| SOURCE EXTRACT |
◇ ◇ ◇

Center for Coastal Physical Oceanography

Celebrating 20 Years of CCPO

2011 Fall Seminar Series


Lou Codispoti
UMCES Horn Point Laboratory

Monday, October 17, 2011
3:30 PM
Room 3200, Innovation Research Park Building I


Traditional incubation-based estimates of oceanic primary production suffer from a number of limitations. These include an inability to unequivocally separate gross primary production from net primary production, artifacts of sampling and incubation, and poor temporal and spatial resolution. An alternate method of estimating oceanic biological prouction involves the examination of seasonal changes in nutrient concentrations to estimate Net Community Production (NCP) during the vegetative season. In an ideal world, such NCP estimates would integrate over space and time much better than the limited suite of incubation data. They would also be free of incubation artifacts and could be a better estimate of the upper limit of organic material that could be exported from the photic zone.

We attempted nutrient based estimates of NCP for the Arctic Ocean and its marginal seas with varying results. In the Nordic Seas, a combination of relatively abundant decent-quality nutritent data, and weak pre-bloom nutrient gradients yielded a relatively robust NCP estimate of 30 grams of carbon per square meter during the vegetative season. In the portion of the Canada Basin under the Beaufort High Pressure System, a deep nitracline suggests that NCP is only 1 gram of carbon per square meter. In other regions a lack of data, particularly winter data, made estimates problematic. The advent of autonomous devices for determining oceanic nitrate could relieve this constraint. in some regions such as the Bering Strait, seasonal changes in water masses and strong gradients make a nutrient based approach for estimating NCP problematic, but improved time-series data coupled with models might make the approach feasible.

◇ ◇ ◇

| SOURCE MATERIAL |
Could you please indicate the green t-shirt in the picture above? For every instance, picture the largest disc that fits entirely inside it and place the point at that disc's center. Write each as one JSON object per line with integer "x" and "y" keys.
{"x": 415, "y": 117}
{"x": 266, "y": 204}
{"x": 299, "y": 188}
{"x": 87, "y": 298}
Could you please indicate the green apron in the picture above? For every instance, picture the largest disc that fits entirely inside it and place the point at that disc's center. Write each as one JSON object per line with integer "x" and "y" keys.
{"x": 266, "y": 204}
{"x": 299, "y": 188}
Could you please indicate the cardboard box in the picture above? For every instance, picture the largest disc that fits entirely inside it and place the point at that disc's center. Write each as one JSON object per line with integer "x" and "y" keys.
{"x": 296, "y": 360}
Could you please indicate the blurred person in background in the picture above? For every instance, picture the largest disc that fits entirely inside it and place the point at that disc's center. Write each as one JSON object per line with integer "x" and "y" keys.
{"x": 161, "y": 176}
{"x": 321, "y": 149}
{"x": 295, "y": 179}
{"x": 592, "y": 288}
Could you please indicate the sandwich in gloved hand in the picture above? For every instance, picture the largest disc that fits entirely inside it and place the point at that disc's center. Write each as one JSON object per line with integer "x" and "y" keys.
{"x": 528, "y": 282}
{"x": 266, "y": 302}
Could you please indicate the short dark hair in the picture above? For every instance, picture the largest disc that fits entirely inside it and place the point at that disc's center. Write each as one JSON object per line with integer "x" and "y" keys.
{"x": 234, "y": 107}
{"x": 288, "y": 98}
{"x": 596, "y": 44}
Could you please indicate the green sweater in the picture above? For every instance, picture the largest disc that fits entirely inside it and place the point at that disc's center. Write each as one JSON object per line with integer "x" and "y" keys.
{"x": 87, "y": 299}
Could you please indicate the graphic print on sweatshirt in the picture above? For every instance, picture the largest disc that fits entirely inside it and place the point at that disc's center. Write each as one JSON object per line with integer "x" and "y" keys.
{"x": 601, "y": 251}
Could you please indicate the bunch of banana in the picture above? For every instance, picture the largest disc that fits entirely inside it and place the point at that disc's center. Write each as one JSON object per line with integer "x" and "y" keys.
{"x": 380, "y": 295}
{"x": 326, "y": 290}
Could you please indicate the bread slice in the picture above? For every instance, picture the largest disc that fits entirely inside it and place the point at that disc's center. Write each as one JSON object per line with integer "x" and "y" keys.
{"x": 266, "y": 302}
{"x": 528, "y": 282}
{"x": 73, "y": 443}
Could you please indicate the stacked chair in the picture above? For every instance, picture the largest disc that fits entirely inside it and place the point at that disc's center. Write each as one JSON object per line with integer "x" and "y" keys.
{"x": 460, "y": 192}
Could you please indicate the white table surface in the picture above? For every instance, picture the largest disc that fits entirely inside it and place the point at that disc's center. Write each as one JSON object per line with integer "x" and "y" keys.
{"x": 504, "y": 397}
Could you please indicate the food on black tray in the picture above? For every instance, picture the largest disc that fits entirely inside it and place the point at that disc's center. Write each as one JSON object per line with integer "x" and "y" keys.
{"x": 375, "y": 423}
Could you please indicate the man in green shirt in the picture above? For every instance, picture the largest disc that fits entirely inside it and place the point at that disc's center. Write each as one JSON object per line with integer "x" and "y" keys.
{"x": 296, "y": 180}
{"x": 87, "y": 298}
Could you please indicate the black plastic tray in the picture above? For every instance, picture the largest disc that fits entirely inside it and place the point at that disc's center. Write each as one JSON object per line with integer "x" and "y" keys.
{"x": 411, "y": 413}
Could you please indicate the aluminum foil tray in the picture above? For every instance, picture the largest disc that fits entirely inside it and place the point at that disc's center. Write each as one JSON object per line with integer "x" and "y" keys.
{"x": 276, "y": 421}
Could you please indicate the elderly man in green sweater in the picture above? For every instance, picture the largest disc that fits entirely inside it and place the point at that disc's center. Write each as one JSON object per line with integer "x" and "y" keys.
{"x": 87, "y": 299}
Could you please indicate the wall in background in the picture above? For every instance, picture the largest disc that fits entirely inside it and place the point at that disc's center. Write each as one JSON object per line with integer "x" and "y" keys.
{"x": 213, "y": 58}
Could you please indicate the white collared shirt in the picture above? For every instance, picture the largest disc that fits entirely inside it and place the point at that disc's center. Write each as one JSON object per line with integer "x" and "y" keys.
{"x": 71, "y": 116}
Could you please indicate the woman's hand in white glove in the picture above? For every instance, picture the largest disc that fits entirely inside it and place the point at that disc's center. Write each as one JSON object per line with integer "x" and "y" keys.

◇ ◇ ◇

| DIRECTIONS |
Write the next part of the seminar abstract on nutrient-based estimates of Arctic Ocean production, picking up after its final sentence. The data above stand apart from the seminar abstract.

| OUTPUT FOR THIS TASK |
Dr. Codispoti earned a B.S. in Chemistry from Fordham University and M.S. and Ph.D. degrees in Oceanography from the University of Washington. His research interests are in the areas of marine budgets of fixed nitrogen and nitrous oxide, the Arctic Ocean, and instrumentation. His recent efforts are in estimating Net Community Production in the Arctic Ocean and its adjacent seas based on seasonal changes in nutrient concentrations. Dr. Codispoti's interests in instrumentation are pursued in concert with Vincent Kelly, who received his M.S. in Oceanography from ODU under Lou's supervision. This productive collaboration started while both were at CCPO. They have recently received a patent on a device called Probe Guard in collaboration with Jay Hertford, and this device has been licensed by a well-known corporation. Dr. Codispoti spent several enjoyable years at CCPO and is greatly in debt to CCPO for helping him out during two crucial periods in his life.